** BEGIN EXCERPTED RECORDS **
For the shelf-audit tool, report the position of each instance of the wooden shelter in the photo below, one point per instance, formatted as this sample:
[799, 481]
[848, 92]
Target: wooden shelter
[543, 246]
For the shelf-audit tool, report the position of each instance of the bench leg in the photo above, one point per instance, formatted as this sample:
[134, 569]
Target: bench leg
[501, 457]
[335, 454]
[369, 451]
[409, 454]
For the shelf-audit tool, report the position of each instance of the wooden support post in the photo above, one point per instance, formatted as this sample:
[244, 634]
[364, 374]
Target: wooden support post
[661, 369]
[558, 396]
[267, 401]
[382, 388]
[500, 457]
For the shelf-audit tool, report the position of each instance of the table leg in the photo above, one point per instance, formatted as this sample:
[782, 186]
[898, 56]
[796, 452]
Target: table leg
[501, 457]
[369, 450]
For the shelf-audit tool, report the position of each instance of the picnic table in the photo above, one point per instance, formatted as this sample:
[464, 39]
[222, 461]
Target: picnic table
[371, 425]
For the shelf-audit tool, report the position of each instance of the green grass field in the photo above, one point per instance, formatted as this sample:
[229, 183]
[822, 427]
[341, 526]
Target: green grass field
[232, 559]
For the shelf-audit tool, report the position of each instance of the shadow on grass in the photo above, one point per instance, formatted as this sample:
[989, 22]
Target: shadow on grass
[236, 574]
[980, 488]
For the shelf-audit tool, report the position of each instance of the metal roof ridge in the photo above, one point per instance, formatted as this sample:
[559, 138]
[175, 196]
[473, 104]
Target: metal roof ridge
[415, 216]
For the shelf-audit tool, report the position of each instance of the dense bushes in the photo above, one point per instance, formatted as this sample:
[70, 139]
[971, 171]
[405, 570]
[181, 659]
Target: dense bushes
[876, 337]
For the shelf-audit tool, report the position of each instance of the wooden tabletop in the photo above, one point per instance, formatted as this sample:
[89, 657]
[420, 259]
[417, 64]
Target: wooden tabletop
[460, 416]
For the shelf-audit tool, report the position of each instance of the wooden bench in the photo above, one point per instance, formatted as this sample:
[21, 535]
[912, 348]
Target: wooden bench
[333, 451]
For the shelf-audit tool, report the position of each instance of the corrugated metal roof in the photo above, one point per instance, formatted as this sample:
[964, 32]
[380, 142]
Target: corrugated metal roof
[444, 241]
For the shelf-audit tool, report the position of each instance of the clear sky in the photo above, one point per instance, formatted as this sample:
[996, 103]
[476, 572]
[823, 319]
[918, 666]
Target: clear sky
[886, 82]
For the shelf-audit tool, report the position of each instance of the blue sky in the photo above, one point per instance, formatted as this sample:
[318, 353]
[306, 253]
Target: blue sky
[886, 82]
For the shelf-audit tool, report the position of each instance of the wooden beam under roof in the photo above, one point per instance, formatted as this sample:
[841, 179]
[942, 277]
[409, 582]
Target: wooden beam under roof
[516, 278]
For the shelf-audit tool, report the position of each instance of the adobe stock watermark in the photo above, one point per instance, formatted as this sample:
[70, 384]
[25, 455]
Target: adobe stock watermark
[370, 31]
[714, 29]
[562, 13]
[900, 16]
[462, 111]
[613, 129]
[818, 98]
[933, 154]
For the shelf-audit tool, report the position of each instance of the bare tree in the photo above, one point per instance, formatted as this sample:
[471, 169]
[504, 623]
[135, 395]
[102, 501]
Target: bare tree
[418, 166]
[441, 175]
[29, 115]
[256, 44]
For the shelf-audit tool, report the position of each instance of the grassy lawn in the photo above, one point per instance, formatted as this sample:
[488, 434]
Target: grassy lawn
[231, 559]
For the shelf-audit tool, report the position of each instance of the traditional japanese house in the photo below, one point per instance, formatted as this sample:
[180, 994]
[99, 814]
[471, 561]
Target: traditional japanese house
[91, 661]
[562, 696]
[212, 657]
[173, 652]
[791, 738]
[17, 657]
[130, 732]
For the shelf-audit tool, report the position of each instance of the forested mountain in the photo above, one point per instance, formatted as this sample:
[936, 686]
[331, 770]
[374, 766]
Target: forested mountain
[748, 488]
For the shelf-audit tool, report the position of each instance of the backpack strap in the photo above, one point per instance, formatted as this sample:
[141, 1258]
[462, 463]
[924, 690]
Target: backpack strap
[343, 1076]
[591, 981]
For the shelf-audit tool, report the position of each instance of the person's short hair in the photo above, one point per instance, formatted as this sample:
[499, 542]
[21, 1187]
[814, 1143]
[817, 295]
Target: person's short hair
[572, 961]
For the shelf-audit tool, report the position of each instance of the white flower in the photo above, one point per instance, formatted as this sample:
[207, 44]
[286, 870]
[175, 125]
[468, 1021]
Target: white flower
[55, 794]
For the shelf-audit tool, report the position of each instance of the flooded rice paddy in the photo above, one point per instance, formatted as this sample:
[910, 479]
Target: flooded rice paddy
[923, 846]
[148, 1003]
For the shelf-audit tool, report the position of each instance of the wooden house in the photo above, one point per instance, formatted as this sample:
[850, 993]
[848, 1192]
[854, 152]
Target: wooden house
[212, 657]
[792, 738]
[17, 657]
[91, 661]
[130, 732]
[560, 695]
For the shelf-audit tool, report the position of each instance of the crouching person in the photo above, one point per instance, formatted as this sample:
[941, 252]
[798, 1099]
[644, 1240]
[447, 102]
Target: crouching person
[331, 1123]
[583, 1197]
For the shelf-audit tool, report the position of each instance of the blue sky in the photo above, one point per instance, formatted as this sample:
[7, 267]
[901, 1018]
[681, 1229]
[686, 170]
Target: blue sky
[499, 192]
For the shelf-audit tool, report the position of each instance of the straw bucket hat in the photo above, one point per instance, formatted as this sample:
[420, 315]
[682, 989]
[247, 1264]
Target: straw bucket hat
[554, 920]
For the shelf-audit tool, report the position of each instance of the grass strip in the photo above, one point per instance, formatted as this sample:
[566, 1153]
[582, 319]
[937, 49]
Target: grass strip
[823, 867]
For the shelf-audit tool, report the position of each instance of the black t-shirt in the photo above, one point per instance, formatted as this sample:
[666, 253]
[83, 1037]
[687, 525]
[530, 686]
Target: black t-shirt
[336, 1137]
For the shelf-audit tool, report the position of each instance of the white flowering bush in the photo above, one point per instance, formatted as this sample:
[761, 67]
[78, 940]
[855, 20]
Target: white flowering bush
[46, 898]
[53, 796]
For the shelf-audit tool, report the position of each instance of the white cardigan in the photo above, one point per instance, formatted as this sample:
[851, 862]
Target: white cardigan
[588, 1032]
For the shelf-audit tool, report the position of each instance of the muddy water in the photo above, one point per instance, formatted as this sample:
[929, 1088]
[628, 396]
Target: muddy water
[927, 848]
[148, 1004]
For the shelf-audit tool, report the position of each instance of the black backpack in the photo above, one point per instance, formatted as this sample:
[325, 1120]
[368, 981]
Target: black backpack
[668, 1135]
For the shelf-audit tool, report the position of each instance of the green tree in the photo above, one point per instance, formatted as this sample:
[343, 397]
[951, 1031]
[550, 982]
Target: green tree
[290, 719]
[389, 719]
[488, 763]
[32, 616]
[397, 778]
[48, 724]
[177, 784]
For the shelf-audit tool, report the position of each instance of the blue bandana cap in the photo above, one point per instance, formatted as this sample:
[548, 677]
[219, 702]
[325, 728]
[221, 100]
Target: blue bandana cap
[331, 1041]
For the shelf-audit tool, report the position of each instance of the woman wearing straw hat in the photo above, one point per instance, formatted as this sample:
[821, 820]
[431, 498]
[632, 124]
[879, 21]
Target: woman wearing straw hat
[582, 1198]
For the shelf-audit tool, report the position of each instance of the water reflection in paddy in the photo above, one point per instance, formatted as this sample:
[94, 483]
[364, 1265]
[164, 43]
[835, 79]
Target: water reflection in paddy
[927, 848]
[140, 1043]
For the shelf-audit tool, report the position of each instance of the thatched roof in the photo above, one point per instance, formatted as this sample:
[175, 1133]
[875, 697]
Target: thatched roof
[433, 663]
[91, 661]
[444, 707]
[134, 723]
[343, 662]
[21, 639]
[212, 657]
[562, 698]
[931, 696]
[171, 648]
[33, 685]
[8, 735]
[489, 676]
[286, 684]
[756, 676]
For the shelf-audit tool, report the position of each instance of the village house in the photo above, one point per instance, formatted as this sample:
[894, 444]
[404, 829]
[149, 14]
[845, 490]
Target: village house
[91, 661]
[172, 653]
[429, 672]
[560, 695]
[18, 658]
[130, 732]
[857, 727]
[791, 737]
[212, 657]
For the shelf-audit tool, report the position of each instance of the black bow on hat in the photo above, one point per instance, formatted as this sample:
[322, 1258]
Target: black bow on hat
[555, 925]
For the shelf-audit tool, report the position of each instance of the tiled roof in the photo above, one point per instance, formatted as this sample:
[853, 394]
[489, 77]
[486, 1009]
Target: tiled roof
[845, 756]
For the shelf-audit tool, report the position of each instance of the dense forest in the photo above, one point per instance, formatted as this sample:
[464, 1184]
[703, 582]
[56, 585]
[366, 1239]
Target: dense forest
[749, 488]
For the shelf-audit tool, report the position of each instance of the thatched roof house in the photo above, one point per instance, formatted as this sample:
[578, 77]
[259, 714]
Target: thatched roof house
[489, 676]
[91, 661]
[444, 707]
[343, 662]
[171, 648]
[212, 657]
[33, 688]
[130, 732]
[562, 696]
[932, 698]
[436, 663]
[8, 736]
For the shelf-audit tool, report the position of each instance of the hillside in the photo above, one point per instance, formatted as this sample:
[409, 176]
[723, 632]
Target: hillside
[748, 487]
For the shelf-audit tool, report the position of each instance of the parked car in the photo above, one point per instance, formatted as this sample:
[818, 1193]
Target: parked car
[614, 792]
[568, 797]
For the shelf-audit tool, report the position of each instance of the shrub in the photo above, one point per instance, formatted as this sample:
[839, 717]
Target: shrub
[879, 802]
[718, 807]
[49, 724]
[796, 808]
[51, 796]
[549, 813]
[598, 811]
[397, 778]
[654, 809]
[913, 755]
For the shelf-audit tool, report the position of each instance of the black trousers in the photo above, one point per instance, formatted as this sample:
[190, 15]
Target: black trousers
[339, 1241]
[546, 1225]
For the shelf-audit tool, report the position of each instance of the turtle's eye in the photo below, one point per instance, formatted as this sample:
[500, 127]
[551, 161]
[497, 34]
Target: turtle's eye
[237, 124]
** END EXCERPTED RECORDS **
### THE TASK
Can you arrange the items from the line containing "the black backpack" through the line containing "[331, 1041]" as a Markdown table with the columns Row and Line, skipping blank lines?

### TASK SOLUTION
| Row | Line |
|---|---|
| 1 | For the shelf-audit tool, report the position of each instance of the black backpack in the photo above, one point per instance, formatted as this sample: |
| 2 | [325, 1120] |
| 3 | [368, 981] |
| 4 | Target: black backpack |
| 5 | [668, 1135] |
| 6 | For the shelf-audit tool, report the position of each instance of the green tree in the photo above, one point per instance, formatted as this sample: |
| 7 | [343, 397] |
| 8 | [951, 1031] |
| 9 | [550, 982] |
| 10 | Target: green tree |
| 11 | [290, 719] |
| 12 | [389, 719] |
| 13 | [488, 763] |
| 14 | [32, 616] |
| 15 | [397, 778] |
| 16 | [48, 724] |
| 17 | [177, 784] |
| 18 | For the shelf-audit tool, report the position of each instance of the blue bandana cap in the photo above, one point per instance, formatted as this sample: |
| 19 | [548, 677] |
| 20 | [219, 702] |
| 21 | [325, 728] |
| 22 | [221, 100] |
| 23 | Target: blue bandana cap |
| 24 | [331, 1041] |